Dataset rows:
# # # # # # #

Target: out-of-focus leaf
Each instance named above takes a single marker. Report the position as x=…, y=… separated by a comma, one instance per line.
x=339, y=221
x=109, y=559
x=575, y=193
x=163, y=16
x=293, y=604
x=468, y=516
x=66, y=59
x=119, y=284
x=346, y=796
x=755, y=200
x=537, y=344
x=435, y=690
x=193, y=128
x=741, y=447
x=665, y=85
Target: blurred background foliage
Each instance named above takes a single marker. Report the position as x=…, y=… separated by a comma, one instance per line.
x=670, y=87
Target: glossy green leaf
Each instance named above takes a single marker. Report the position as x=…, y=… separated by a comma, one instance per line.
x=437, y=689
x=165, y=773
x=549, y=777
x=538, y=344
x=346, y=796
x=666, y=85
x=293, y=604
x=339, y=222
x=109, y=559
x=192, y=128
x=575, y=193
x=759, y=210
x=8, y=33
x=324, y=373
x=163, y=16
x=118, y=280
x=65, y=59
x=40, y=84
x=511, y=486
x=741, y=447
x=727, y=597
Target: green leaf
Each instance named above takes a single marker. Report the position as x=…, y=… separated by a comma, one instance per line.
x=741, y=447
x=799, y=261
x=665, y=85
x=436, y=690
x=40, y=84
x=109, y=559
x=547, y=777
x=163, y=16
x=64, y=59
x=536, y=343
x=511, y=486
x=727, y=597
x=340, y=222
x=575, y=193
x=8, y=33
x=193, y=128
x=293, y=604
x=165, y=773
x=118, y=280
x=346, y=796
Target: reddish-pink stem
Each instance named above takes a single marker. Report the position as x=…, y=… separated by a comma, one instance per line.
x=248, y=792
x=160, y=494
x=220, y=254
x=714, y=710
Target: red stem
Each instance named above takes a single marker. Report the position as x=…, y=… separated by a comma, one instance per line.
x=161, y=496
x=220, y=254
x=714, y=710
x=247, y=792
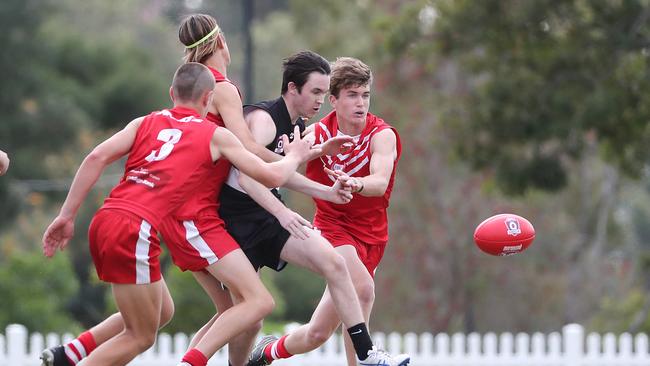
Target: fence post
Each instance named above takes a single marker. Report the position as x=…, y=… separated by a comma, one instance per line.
x=573, y=344
x=16, y=344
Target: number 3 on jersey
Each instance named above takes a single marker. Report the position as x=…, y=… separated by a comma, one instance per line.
x=170, y=137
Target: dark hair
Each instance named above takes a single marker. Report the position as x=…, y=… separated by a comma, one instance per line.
x=349, y=72
x=296, y=68
x=191, y=81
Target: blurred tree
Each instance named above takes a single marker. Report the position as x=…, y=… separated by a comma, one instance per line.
x=546, y=77
x=36, y=293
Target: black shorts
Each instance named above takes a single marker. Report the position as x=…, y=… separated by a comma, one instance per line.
x=257, y=232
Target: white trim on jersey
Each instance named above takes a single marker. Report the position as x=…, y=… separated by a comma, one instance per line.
x=193, y=237
x=325, y=129
x=358, y=167
x=142, y=272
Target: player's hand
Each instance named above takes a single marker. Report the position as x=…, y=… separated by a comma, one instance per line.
x=346, y=181
x=295, y=224
x=303, y=148
x=336, y=145
x=57, y=235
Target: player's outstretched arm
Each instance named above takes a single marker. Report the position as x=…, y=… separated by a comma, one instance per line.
x=337, y=193
x=61, y=230
x=275, y=174
x=4, y=162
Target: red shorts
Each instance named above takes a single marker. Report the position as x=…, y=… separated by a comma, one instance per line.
x=369, y=254
x=124, y=247
x=195, y=244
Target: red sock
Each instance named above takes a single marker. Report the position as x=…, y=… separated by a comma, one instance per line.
x=80, y=348
x=195, y=358
x=276, y=350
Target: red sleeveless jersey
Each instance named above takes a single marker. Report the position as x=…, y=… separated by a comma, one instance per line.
x=169, y=159
x=364, y=218
x=204, y=199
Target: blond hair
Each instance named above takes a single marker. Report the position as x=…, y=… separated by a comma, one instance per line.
x=348, y=72
x=192, y=30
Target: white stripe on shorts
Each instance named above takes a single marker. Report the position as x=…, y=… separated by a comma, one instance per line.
x=193, y=236
x=142, y=273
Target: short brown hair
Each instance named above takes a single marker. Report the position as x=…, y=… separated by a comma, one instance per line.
x=348, y=72
x=191, y=81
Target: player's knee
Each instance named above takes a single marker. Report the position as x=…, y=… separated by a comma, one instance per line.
x=365, y=291
x=334, y=265
x=265, y=304
x=166, y=313
x=254, y=329
x=317, y=336
x=143, y=341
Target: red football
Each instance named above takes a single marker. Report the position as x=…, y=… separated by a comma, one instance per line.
x=504, y=234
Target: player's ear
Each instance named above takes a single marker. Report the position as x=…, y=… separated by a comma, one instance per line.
x=207, y=98
x=291, y=86
x=221, y=41
x=332, y=100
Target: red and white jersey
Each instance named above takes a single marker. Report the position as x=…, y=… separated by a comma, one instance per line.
x=365, y=218
x=169, y=159
x=204, y=200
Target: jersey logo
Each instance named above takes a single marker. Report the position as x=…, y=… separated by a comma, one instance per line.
x=170, y=136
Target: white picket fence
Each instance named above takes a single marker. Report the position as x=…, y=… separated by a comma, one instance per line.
x=568, y=348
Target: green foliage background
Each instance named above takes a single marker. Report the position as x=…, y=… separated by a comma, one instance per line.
x=536, y=107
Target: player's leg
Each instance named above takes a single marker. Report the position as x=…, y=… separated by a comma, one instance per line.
x=316, y=254
x=324, y=322
x=238, y=347
x=140, y=306
x=235, y=271
x=220, y=298
x=365, y=288
x=79, y=348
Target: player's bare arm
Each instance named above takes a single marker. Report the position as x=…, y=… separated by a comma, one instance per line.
x=337, y=193
x=224, y=143
x=384, y=151
x=335, y=145
x=61, y=230
x=4, y=162
x=228, y=103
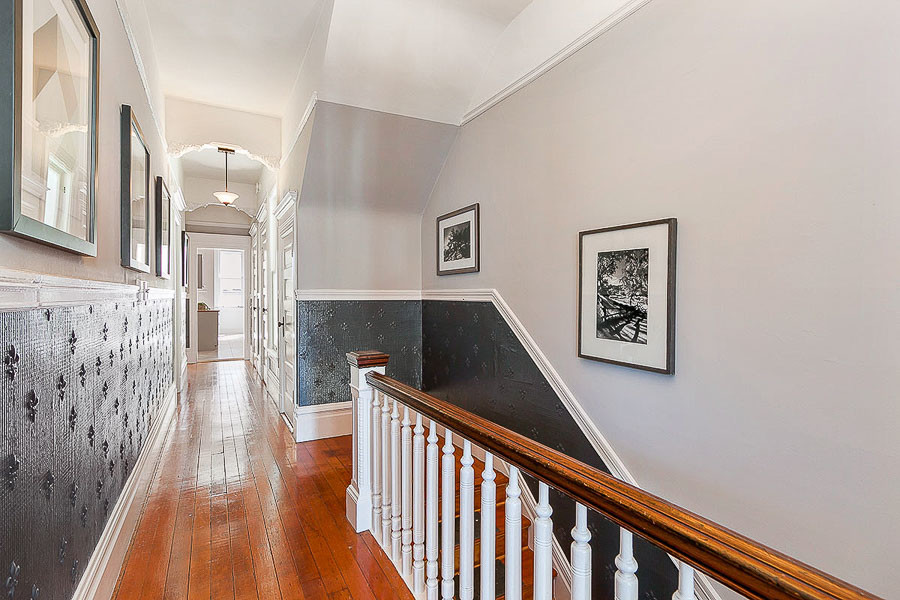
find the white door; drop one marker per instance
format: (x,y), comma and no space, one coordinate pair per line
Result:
(254,301)
(286,307)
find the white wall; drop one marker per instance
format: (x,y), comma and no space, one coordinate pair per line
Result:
(117,64)
(771,131)
(366,178)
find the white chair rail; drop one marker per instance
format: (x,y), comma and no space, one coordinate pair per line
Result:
(404,491)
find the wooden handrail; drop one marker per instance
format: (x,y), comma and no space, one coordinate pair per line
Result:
(736,561)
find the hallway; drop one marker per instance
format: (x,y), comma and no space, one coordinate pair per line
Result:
(237,510)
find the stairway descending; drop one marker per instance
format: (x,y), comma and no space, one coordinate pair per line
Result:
(499,539)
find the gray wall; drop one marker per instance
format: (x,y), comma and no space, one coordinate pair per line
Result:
(770,130)
(119,84)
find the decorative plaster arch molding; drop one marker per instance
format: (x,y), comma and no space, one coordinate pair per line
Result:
(178,149)
(193,207)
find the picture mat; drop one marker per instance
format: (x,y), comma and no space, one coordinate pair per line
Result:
(656,238)
(463,263)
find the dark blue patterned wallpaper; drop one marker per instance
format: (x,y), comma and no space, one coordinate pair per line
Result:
(328,329)
(79,389)
(472,358)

# # # # # # #

» **Work to complete**
Edit the stretch from the line containing "Target: player's knee" through the line containing "x=143, y=341", replacing "player's knee" with "athlete's knee" and keeping everything else the same. Give back only those lines.

» **Response below**
Target: athlete's knee
Each instance named above takes a single marker. Report the position as x=…, y=… separated by a comma, one instance per line.
x=365, y=291
x=334, y=265
x=265, y=304
x=166, y=313
x=254, y=329
x=317, y=336
x=143, y=341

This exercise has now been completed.